> **Text block**
Classification of human activity in raw video presents a challenging problem that remains unsolved, and is of great interest for large datasets. Though there have been several attempts at applying image processing techniques to video to recognize human activity in controlled video segments, few have attained a significant degree of success in raw videos.
Raw video classification exhibits significant challenges that can be addressed through the use of geometric information. Current techniques employ a combination of temporal information of the feature space or a combination of Convolutional and Recurrent Neural Networks (CNN and RNNs). CNNs are used for frame feature extraction and RNNs are then applied for motion vector extraction and classification. These techniques, which utilize information from the entirety of a frame, attempt to classify action based on all motion vectors and all objects found in the video. Such methods are cumbersome, often difficult to train, and do not generalize well beyond the dataset used.

> **Record extracts**
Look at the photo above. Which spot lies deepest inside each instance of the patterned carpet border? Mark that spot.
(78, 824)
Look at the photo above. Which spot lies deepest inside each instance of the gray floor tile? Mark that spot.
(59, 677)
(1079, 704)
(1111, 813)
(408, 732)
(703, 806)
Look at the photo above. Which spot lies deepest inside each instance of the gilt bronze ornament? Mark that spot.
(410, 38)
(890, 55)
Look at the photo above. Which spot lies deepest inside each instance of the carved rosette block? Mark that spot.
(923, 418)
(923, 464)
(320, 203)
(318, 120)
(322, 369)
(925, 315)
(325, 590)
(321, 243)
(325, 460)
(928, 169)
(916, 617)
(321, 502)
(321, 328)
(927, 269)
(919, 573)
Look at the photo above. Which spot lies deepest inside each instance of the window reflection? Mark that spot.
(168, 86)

> **Set exercise**
Quote the stretch from "Raw video classification" through "the dataset used." in the passage on classifying human activity in raw video. The data was gathered from a different source than the passage on classifying human activity in raw video.

> **Answer in full**
Raw video classification exhibits significant challenges that can be addressed through the use of geometric information. Current techniques employ a combination of temporal information of the feature space or a combination of Convolutional and Recurrent Neural Networks (CNN and RNNs). CNNs are used for frame feature extraction and RNNs are then applied for motion vector extraction and classification. These techniques, which utilize information from the entirety of a frame, attempt to classify action based on all motion vectors and all objects found in the video. Such methods are cumbersome, often difficult to train, and do not generalize well beyond the dataset used.